▶ Directions:
Pull out every line of the items that contains the word "interior" and copy each such line.

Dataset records
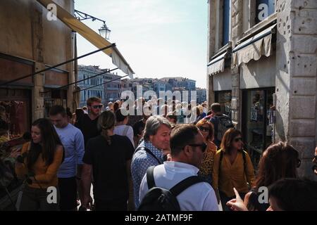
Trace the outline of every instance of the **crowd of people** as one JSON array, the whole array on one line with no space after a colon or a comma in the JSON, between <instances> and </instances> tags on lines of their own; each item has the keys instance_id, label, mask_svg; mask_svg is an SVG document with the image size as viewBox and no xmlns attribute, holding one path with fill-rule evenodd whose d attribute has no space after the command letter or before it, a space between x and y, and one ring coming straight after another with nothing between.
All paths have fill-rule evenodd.
<instances>
[{"instance_id":1,"label":"crowd of people","mask_svg":"<svg viewBox=\"0 0 317 225\"><path fill-rule=\"evenodd\" d=\"M242 134L220 112L217 103L209 111L206 103L160 98L105 107L92 97L74 113L54 105L49 118L32 123L32 140L17 158L15 172L25 181L17 205L133 211L144 205L154 184L175 190L197 176L175 196L181 210L317 210L317 184L298 177L297 150L273 143L255 172ZM315 165L316 157L317 148ZM54 204L46 200L51 186L58 191ZM260 200L263 187L267 201Z\"/></svg>"}]
</instances>

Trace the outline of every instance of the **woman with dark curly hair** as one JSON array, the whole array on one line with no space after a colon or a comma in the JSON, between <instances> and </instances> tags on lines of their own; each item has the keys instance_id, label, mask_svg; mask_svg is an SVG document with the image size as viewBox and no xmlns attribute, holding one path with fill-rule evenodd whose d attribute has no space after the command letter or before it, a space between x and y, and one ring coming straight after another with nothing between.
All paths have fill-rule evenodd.
<instances>
[{"instance_id":1,"label":"woman with dark curly hair","mask_svg":"<svg viewBox=\"0 0 317 225\"><path fill-rule=\"evenodd\" d=\"M17 158L18 177L27 177L20 205L21 211L52 211L58 210L57 202L49 203L49 187L58 190L57 171L63 158L63 148L51 121L39 119L32 124L32 141L23 146ZM58 193L56 193L58 194Z\"/></svg>"}]
</instances>

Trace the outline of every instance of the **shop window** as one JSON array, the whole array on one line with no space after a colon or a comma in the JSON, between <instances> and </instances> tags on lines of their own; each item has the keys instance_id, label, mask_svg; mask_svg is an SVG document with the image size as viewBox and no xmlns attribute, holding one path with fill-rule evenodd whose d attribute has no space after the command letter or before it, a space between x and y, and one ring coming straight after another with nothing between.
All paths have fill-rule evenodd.
<instances>
[{"instance_id":1,"label":"shop window","mask_svg":"<svg viewBox=\"0 0 317 225\"><path fill-rule=\"evenodd\" d=\"M44 117L49 117L50 108L54 105L67 107L67 91L56 89L44 89Z\"/></svg>"},{"instance_id":2,"label":"shop window","mask_svg":"<svg viewBox=\"0 0 317 225\"><path fill-rule=\"evenodd\" d=\"M243 92L242 132L255 166L263 151L272 143L273 94L273 89Z\"/></svg>"},{"instance_id":3,"label":"shop window","mask_svg":"<svg viewBox=\"0 0 317 225\"><path fill-rule=\"evenodd\" d=\"M215 92L215 102L218 103L221 107L221 113L231 117L231 91Z\"/></svg>"}]
</instances>

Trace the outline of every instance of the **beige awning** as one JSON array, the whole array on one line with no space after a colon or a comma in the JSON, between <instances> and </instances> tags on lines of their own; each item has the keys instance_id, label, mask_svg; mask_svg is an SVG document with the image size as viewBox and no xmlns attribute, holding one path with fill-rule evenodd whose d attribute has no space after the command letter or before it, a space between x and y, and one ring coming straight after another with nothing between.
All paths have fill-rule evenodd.
<instances>
[{"instance_id":1,"label":"beige awning","mask_svg":"<svg viewBox=\"0 0 317 225\"><path fill-rule=\"evenodd\" d=\"M262 56L271 56L272 34L275 27L276 24L235 46L232 50L233 64L239 66L251 60L258 60Z\"/></svg>"},{"instance_id":2,"label":"beige awning","mask_svg":"<svg viewBox=\"0 0 317 225\"><path fill-rule=\"evenodd\" d=\"M82 35L88 41L92 43L99 49L106 47L111 44L109 41L106 40L101 36L96 33L94 30L90 29L83 22L76 19L74 16L70 14L65 9L61 8L57 4L52 0L37 0L45 8L47 8L47 6L51 4L54 4L56 6L57 8L57 18L63 21L68 27L73 30L75 31L80 35ZM124 73L129 75L131 78L133 78L133 70L128 64L123 56L120 53L119 50L116 47L107 49L104 52L111 57L112 63L116 65L120 70Z\"/></svg>"},{"instance_id":3,"label":"beige awning","mask_svg":"<svg viewBox=\"0 0 317 225\"><path fill-rule=\"evenodd\" d=\"M213 59L207 65L208 75L213 75L225 70L225 59L228 51Z\"/></svg>"}]
</instances>

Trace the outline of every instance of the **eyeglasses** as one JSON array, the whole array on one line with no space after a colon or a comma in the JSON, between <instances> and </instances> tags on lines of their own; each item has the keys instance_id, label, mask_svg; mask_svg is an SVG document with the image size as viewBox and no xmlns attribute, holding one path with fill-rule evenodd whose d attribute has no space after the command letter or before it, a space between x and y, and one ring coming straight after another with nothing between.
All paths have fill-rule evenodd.
<instances>
[{"instance_id":1,"label":"eyeglasses","mask_svg":"<svg viewBox=\"0 0 317 225\"><path fill-rule=\"evenodd\" d=\"M101 108L102 106L104 106L103 105L92 105L92 108L94 108L94 109L97 109L97 108Z\"/></svg>"},{"instance_id":2,"label":"eyeglasses","mask_svg":"<svg viewBox=\"0 0 317 225\"><path fill-rule=\"evenodd\" d=\"M190 144L188 146L192 146L192 147L200 147L203 153L205 152L206 148L207 148L207 145L204 143L201 143L201 144L192 143L192 144Z\"/></svg>"},{"instance_id":3,"label":"eyeglasses","mask_svg":"<svg viewBox=\"0 0 317 225\"><path fill-rule=\"evenodd\" d=\"M239 141L243 141L242 138L236 138L234 141L235 142L239 142Z\"/></svg>"},{"instance_id":4,"label":"eyeglasses","mask_svg":"<svg viewBox=\"0 0 317 225\"><path fill-rule=\"evenodd\" d=\"M208 127L199 127L199 130L201 130L203 132L209 131L209 128L208 128Z\"/></svg>"},{"instance_id":5,"label":"eyeglasses","mask_svg":"<svg viewBox=\"0 0 317 225\"><path fill-rule=\"evenodd\" d=\"M299 159L297 159L297 168L299 168L301 166L302 161Z\"/></svg>"}]
</instances>

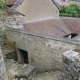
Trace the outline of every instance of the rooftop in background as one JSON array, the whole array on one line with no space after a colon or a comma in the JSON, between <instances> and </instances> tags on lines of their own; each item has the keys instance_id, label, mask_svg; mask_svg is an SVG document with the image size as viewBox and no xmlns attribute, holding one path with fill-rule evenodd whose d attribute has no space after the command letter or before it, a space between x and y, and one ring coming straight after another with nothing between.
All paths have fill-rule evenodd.
<instances>
[{"instance_id":1,"label":"rooftop in background","mask_svg":"<svg viewBox=\"0 0 80 80\"><path fill-rule=\"evenodd\" d=\"M58 2L58 4L61 6L69 6L71 4L76 4L76 5L80 6L80 2L75 2L75 1L68 1L68 2L60 1L60 2Z\"/></svg>"},{"instance_id":2,"label":"rooftop in background","mask_svg":"<svg viewBox=\"0 0 80 80\"><path fill-rule=\"evenodd\" d=\"M63 37L71 33L60 18L27 22L24 24L24 28L26 31L57 37Z\"/></svg>"}]
</instances>

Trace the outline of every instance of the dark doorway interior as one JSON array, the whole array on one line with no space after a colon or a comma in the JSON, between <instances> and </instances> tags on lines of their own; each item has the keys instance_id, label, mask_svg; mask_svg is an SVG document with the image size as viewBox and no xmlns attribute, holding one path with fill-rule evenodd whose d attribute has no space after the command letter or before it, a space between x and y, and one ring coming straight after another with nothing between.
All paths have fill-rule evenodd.
<instances>
[{"instance_id":1,"label":"dark doorway interior","mask_svg":"<svg viewBox=\"0 0 80 80\"><path fill-rule=\"evenodd\" d=\"M20 56L21 56L21 62L29 64L28 52L24 51L24 50L21 50L21 49L19 49L19 52L20 52Z\"/></svg>"}]
</instances>

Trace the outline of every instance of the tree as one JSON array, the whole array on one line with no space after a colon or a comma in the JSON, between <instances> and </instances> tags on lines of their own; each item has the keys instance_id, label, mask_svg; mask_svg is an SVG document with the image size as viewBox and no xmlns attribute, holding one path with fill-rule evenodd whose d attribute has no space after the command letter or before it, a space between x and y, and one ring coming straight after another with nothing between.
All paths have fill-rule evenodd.
<instances>
[{"instance_id":1,"label":"tree","mask_svg":"<svg viewBox=\"0 0 80 80\"><path fill-rule=\"evenodd\" d=\"M71 4L69 6L61 6L60 13L69 14L71 15L71 17L80 17L80 7L76 4Z\"/></svg>"}]
</instances>

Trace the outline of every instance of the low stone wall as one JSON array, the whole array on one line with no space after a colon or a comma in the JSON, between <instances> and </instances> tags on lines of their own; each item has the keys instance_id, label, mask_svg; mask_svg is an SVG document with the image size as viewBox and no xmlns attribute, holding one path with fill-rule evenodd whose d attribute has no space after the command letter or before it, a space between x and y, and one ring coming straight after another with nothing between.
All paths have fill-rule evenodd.
<instances>
[{"instance_id":1,"label":"low stone wall","mask_svg":"<svg viewBox=\"0 0 80 80\"><path fill-rule=\"evenodd\" d=\"M63 53L62 80L80 80L80 55L74 51Z\"/></svg>"},{"instance_id":2,"label":"low stone wall","mask_svg":"<svg viewBox=\"0 0 80 80\"><path fill-rule=\"evenodd\" d=\"M8 43L10 45L15 43L17 49L27 51L29 63L40 72L62 70L62 53L80 49L80 45L67 41L63 42L19 31L8 30ZM20 57L19 53L18 56Z\"/></svg>"}]
</instances>

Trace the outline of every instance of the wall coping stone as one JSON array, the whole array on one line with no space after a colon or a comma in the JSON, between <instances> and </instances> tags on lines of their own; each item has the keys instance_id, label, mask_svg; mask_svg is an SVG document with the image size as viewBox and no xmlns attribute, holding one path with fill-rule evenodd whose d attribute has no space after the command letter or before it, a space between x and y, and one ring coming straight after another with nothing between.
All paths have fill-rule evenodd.
<instances>
[{"instance_id":1,"label":"wall coping stone","mask_svg":"<svg viewBox=\"0 0 80 80\"><path fill-rule=\"evenodd\" d=\"M56 36L50 36L50 35L46 35L46 34L39 34L39 33L31 32L31 31L26 31L26 30L24 30L24 27L23 28L17 28L17 29L11 28L10 26L6 26L6 27L11 31L20 32L23 34L33 35L33 36L52 39L52 40L54 39L54 40L61 41L61 42L80 45L80 40L73 40L73 39L64 38L64 37L56 37Z\"/></svg>"}]
</instances>

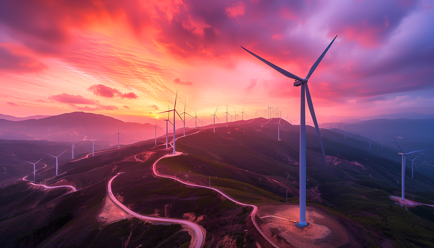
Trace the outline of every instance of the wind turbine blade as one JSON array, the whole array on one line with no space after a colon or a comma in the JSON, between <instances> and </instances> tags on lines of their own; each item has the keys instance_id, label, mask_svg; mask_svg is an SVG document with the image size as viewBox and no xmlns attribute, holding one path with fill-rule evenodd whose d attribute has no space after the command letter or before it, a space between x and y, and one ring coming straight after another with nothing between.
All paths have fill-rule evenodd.
<instances>
[{"instance_id":1,"label":"wind turbine blade","mask_svg":"<svg viewBox=\"0 0 434 248\"><path fill-rule=\"evenodd\" d=\"M171 111L174 111L174 109L171 109L171 110L168 110L168 111L164 111L164 112L160 112L159 113L157 113L157 114L161 114L161 113L165 113L166 112L171 112Z\"/></svg>"},{"instance_id":2,"label":"wind turbine blade","mask_svg":"<svg viewBox=\"0 0 434 248\"><path fill-rule=\"evenodd\" d=\"M429 150L429 149L424 149L423 150L418 150L417 151L413 151L413 152L408 152L408 153L405 153L405 154L410 154L410 153L413 153L413 152L422 152L422 151L426 151L427 150ZM404 153L405 153L405 152L404 152ZM416 157L417 158L417 157Z\"/></svg>"},{"instance_id":3,"label":"wind turbine blade","mask_svg":"<svg viewBox=\"0 0 434 248\"><path fill-rule=\"evenodd\" d=\"M51 156L52 157L53 157L53 158L56 158L56 156L53 156L53 155L52 155L51 154L49 154L48 153L47 153L46 152L44 152L44 153L45 153L45 154L46 154L47 155L49 155L49 156ZM29 162L30 163L30 162Z\"/></svg>"},{"instance_id":4,"label":"wind turbine blade","mask_svg":"<svg viewBox=\"0 0 434 248\"><path fill-rule=\"evenodd\" d=\"M322 54L321 54L321 56L320 56L319 58L318 58L318 60L316 60L316 61L315 62L315 63L313 64L313 65L312 66L312 67L310 68L310 70L309 71L309 73L307 73L307 76L306 76L306 78L307 78L307 79L309 79L309 77L310 77L310 75L312 75L312 73L313 73L313 71L315 70L315 69L316 69L316 67L318 66L318 65L319 64L319 62L321 62L321 60L322 60L322 58L324 58L324 56L326 55L326 53L327 53L327 51L329 50L329 49L330 48L330 47L332 46L332 44L333 44L333 42L335 41L335 40L336 39L336 37L338 37L337 35L335 36L335 39L333 39L333 40L332 40L332 42L330 43L330 45L329 45L329 46L327 47L327 48L326 48L326 50L325 50L324 52L322 53ZM297 80L299 80L299 79L297 79Z\"/></svg>"},{"instance_id":5,"label":"wind turbine blade","mask_svg":"<svg viewBox=\"0 0 434 248\"><path fill-rule=\"evenodd\" d=\"M178 90L176 90L176 95L175 96L175 104L173 106L173 109L176 109L176 99L178 98Z\"/></svg>"},{"instance_id":6,"label":"wind turbine blade","mask_svg":"<svg viewBox=\"0 0 434 248\"><path fill-rule=\"evenodd\" d=\"M401 148L401 147L399 146L399 144L398 144L398 142L396 142L396 140L395 139L395 138L394 138L393 136L392 136L392 138L393 138L393 140L395 141L395 143L396 143L396 144L398 145L398 147L399 147L399 149L401 150L401 152L402 152L402 153L405 154L405 152L402 150L402 149ZM411 153L411 152L410 153Z\"/></svg>"},{"instance_id":7,"label":"wind turbine blade","mask_svg":"<svg viewBox=\"0 0 434 248\"><path fill-rule=\"evenodd\" d=\"M276 65L274 65L274 64L272 64L272 63L269 62L268 61L266 60L265 60L263 59L262 58L260 57L259 56L256 55L256 54L250 52L250 51L247 50L247 49L244 48L244 47L243 47L242 46L241 46L241 48L244 49L246 51L247 51L247 52L248 53L249 53L250 54L253 55L253 56L256 57L258 59L259 59L260 60L261 60L263 62L263 63L265 63L266 64L268 65L269 66L271 66L271 68L272 68L273 69L277 71L278 72L280 73L282 73L282 74L283 74L283 76L287 76L287 77L289 77L289 78L292 78L293 79L296 79L296 80L299 80L299 81L300 82L303 82L303 79L301 78L301 77L299 77L299 76L296 76L296 75L293 74L293 73L290 73L290 72L288 72L288 71L286 71L286 70L284 70L283 69L281 68L280 67L278 66L276 66ZM318 63L319 63L319 62L318 62Z\"/></svg>"},{"instance_id":8,"label":"wind turbine blade","mask_svg":"<svg viewBox=\"0 0 434 248\"><path fill-rule=\"evenodd\" d=\"M322 155L324 156L324 163L327 163L327 158L326 157L326 152L324 152L324 147L322 145L322 140L321 139L321 135L319 132L319 128L318 127L318 122L316 121L316 116L315 116L315 111L313 109L313 104L312 103L312 98L310 97L310 93L309 92L309 87L307 86L307 83L304 84L305 89L306 91L306 99L307 100L307 105L309 106L309 110L310 111L310 115L312 116L312 119L313 120L313 124L315 126L315 129L316 130L316 135L318 136L318 139L319 139L319 144L321 146L321 150L322 151Z\"/></svg>"}]
</instances>

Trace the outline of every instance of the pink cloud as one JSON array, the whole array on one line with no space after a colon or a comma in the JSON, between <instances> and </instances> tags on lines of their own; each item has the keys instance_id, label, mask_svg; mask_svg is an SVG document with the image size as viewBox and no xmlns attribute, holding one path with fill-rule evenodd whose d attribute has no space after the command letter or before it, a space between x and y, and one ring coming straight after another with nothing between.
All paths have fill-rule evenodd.
<instances>
[{"instance_id":1,"label":"pink cloud","mask_svg":"<svg viewBox=\"0 0 434 248\"><path fill-rule=\"evenodd\" d=\"M8 102L7 103L6 103L12 106L15 106L16 107L17 106L19 106L19 105L18 105L16 103L13 103L12 102Z\"/></svg>"},{"instance_id":2,"label":"pink cloud","mask_svg":"<svg viewBox=\"0 0 434 248\"><path fill-rule=\"evenodd\" d=\"M178 83L178 84L182 84L183 85L188 85L189 86L193 85L193 83L189 81L186 82L183 82L181 81L180 79L178 78L176 78L173 80L173 83Z\"/></svg>"},{"instance_id":3,"label":"pink cloud","mask_svg":"<svg viewBox=\"0 0 434 248\"><path fill-rule=\"evenodd\" d=\"M105 86L103 84L91 85L87 89L92 92L95 96L105 97L113 98L115 96L119 96L121 98L130 99L137 98L137 96L132 92L122 93L118 89Z\"/></svg>"},{"instance_id":4,"label":"pink cloud","mask_svg":"<svg viewBox=\"0 0 434 248\"><path fill-rule=\"evenodd\" d=\"M66 93L51 96L48 99L65 103L96 104L99 103L98 101L88 99L79 95L69 95Z\"/></svg>"},{"instance_id":5,"label":"pink cloud","mask_svg":"<svg viewBox=\"0 0 434 248\"><path fill-rule=\"evenodd\" d=\"M244 15L246 10L246 5L242 1L232 4L232 7L227 7L226 9L226 14L230 17L241 17Z\"/></svg>"}]
</instances>

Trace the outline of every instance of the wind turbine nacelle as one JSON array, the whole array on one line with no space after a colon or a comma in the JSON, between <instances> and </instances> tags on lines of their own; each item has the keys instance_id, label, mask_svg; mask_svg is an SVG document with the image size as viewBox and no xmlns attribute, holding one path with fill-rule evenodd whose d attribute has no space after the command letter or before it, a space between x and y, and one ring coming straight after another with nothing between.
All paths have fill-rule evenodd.
<instances>
[{"instance_id":1,"label":"wind turbine nacelle","mask_svg":"<svg viewBox=\"0 0 434 248\"><path fill-rule=\"evenodd\" d=\"M303 83L307 83L307 79L306 78L303 79L303 82L296 80L294 81L294 86L300 86Z\"/></svg>"}]
</instances>

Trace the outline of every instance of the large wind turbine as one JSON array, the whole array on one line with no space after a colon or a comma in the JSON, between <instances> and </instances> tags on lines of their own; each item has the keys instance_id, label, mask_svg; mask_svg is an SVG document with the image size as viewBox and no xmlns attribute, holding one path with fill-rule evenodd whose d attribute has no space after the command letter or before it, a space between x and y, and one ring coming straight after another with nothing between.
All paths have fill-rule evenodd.
<instances>
[{"instance_id":1,"label":"large wind turbine","mask_svg":"<svg viewBox=\"0 0 434 248\"><path fill-rule=\"evenodd\" d=\"M337 37L337 36L336 36ZM305 123L306 120L306 110L305 105L305 93L307 100L307 105L310 111L310 114L313 120L313 123L315 125L315 129L316 129L316 134L319 139L319 144L321 146L321 149L322 150L322 155L324 156L324 163L327 164L327 159L326 158L326 153L324 152L324 146L322 145L322 141L321 140L321 134L319 133L319 128L318 127L318 123L316 121L316 117L315 116L315 111L313 109L313 105L312 103L312 99L310 96L310 93L309 92L309 88L307 86L307 82L309 78L310 77L313 71L316 69L317 66L321 61L322 58L326 55L326 53L330 48L332 44L336 39L336 37L333 39L330 45L327 46L326 50L322 53L319 58L316 60L315 63L311 67L309 73L306 76L306 78L302 79L297 76L289 72L276 66L265 60L255 54L253 53L246 49L244 47L242 48L248 52L250 54L256 57L260 60L268 65L272 68L280 73L284 76L289 78L295 79L294 82L294 86L301 86L301 92L300 94L300 222L296 223L296 225L299 228L302 228L307 225L308 223L306 222L306 125Z\"/></svg>"},{"instance_id":2,"label":"large wind turbine","mask_svg":"<svg viewBox=\"0 0 434 248\"><path fill-rule=\"evenodd\" d=\"M119 135L120 134L120 135L123 135L124 136L125 136L125 134L122 134L120 132L120 132L120 129L121 129L121 126L118 126L118 133L114 134L114 135L113 135L112 136L115 136L116 134L118 135L118 149L119 149Z\"/></svg>"},{"instance_id":3,"label":"large wind turbine","mask_svg":"<svg viewBox=\"0 0 434 248\"><path fill-rule=\"evenodd\" d=\"M179 115L179 114L178 114L178 112L176 111L176 99L178 97L178 92L177 91L176 92L176 95L175 96L175 104L174 104L174 105L173 105L173 109L168 110L167 111L164 111L164 112L160 112L159 113L157 113L158 114L161 114L161 113L165 113L166 112L170 112L171 111L173 111L173 154L175 154L175 113L176 113L178 115L178 116L179 116L180 118L181 118L181 120L182 119L182 118L181 117L181 116Z\"/></svg>"},{"instance_id":4,"label":"large wind turbine","mask_svg":"<svg viewBox=\"0 0 434 248\"><path fill-rule=\"evenodd\" d=\"M399 147L399 149L401 150L401 152L402 152L402 153L399 152L398 154L402 155L402 158L401 160L401 181L402 181L402 182L401 183L401 194L402 196L402 201L403 202L405 202L405 199L404 198L404 178L405 176L405 159L407 158L407 155L410 153L417 152L421 152L426 150L429 150L429 149L424 149L423 150L413 151L413 152L407 152L406 153L404 151L404 150L401 148L401 147L399 146L399 144L396 142L396 140L395 139L395 138L393 136L392 136L392 138L393 138L393 140L395 141L395 142L398 145L398 147Z\"/></svg>"},{"instance_id":5,"label":"large wind turbine","mask_svg":"<svg viewBox=\"0 0 434 248\"><path fill-rule=\"evenodd\" d=\"M65 152L66 151L66 150L65 150L65 151L63 152ZM56 156L53 156L53 155L51 155L51 154L49 154L48 153L47 153L46 152L45 153L45 154L46 154L46 155L49 155L50 156L51 156L52 157L53 157L54 158L56 158L56 175L57 175L57 171L59 169L59 164L57 163L57 158L59 158L59 156L60 155L62 155L62 154L63 154L63 152L62 152L62 153L60 153L57 157L56 157Z\"/></svg>"},{"instance_id":6,"label":"large wind turbine","mask_svg":"<svg viewBox=\"0 0 434 248\"><path fill-rule=\"evenodd\" d=\"M166 122L166 126L167 126L167 122ZM155 145L157 145L157 128L158 128L160 129L162 129L163 130L164 130L164 129L162 129L162 128L161 128L161 127L159 127L159 126L157 126L157 120L155 120L155 126L154 126L154 127L153 127L152 128L150 129L148 131L148 132L149 132L150 131L152 130L153 129L155 129ZM167 138L167 132L166 132L166 137ZM167 143L166 143L166 148L167 148Z\"/></svg>"},{"instance_id":7,"label":"large wind turbine","mask_svg":"<svg viewBox=\"0 0 434 248\"><path fill-rule=\"evenodd\" d=\"M280 125L280 120L282 120L282 118L279 118L279 122L274 123L271 124L277 124L277 140L280 140L280 128L282 127L282 129L283 129L283 128Z\"/></svg>"},{"instance_id":8,"label":"large wind turbine","mask_svg":"<svg viewBox=\"0 0 434 248\"><path fill-rule=\"evenodd\" d=\"M45 158L45 157L43 157L42 159L43 159L44 158ZM38 161L37 162L36 162L36 163L37 163L38 162L39 162L41 160L42 160L42 159L40 159L38 160ZM23 161L25 161L25 162L27 162L28 163L30 163L32 164L32 165L33 165L33 181L35 182L35 177L36 176L36 168L35 168L35 165L36 164L36 163L35 163L34 164L33 163L30 163L29 161L26 161L26 160L24 160L24 159L23 159ZM57 160L56 160L56 161L57 161ZM57 175L57 167L56 167L56 175Z\"/></svg>"},{"instance_id":9,"label":"large wind turbine","mask_svg":"<svg viewBox=\"0 0 434 248\"><path fill-rule=\"evenodd\" d=\"M416 166L416 163L414 162L414 159L417 159L418 157L421 154L419 154L419 155L416 156L416 157L413 159L408 159L408 158L407 158L408 159L411 161L411 178L413 178L413 165L414 165L414 167L416 167L416 169L418 169L418 167ZM419 169L418 169L418 171Z\"/></svg>"},{"instance_id":10,"label":"large wind turbine","mask_svg":"<svg viewBox=\"0 0 434 248\"><path fill-rule=\"evenodd\" d=\"M214 117L213 117L214 119L213 119L214 120L214 121L213 121L213 122L214 122L214 132L216 132L216 118L217 118L217 119L218 120L218 117L216 117L216 113L217 112L217 109L218 109L218 106L217 107L217 109L216 109L216 112L214 112L214 115L210 115L210 116L214 116ZM220 121L220 120L218 120L218 121Z\"/></svg>"},{"instance_id":11,"label":"large wind turbine","mask_svg":"<svg viewBox=\"0 0 434 248\"><path fill-rule=\"evenodd\" d=\"M98 138L99 138L99 136L98 136L98 137L97 137L96 138L95 138L95 139L94 139L93 140L92 140L92 139L87 139L87 138L86 139L89 140L89 141L92 141L92 157L93 156L93 152L94 151L94 145L93 145L94 143L95 142L95 141L96 140L96 139L98 139ZM57 175L57 174L56 174L56 175Z\"/></svg>"},{"instance_id":12,"label":"large wind turbine","mask_svg":"<svg viewBox=\"0 0 434 248\"><path fill-rule=\"evenodd\" d=\"M225 114L226 114L226 127L227 127L227 115L230 116L231 117L232 117L230 114L227 112L227 104L226 104L226 112L221 114L224 115Z\"/></svg>"},{"instance_id":13,"label":"large wind turbine","mask_svg":"<svg viewBox=\"0 0 434 248\"><path fill-rule=\"evenodd\" d=\"M182 120L182 122L184 122L184 136L185 136L185 114L187 114L187 113L185 112L185 106L186 106L185 104L186 103L187 103L187 100L184 100L184 112L181 113L181 115L182 114L184 114L184 119L183 120ZM191 116L192 117L193 117L191 116L191 115L189 114L187 114Z\"/></svg>"}]
</instances>

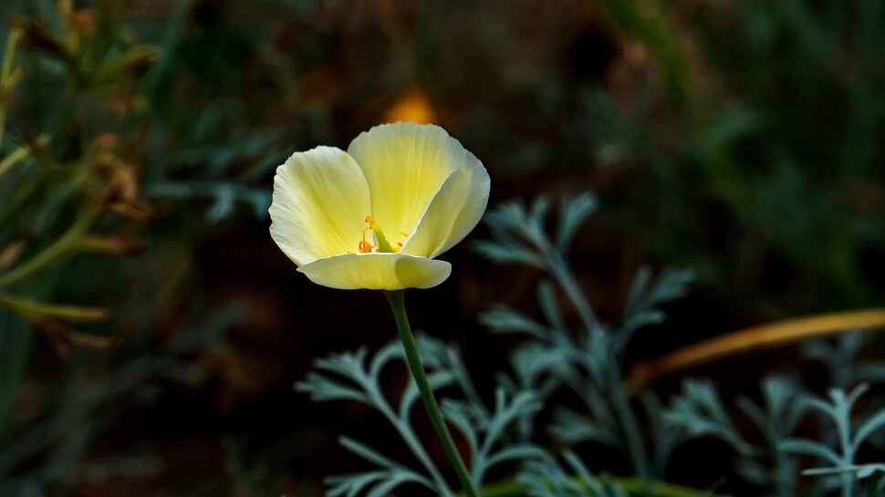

▶ Result for this exercise:
Trace the outline of every instance of the dark doorway interior as one JSON array, the whole array on one line with no space after a colon or a comma in the JSON, between <instances> and </instances> tags on lines of their own; each item has the keys instance_id, label, mask_svg; mask_svg is an SVG document with the image size as viewBox and no xmlns attribute, holding one path with fill-rule evenodd whose d attribute has no space after the command letter or before it, a space between x and y, and one ring coming straight after another with nothing between.
[{"instance_id":1,"label":"dark doorway interior","mask_svg":"<svg viewBox=\"0 0 80 80\"><path fill-rule=\"evenodd\" d=\"M20 56L21 56L21 62L29 64L28 52L24 51L24 50L21 50L21 49L19 49L19 52L20 52Z\"/></svg>"}]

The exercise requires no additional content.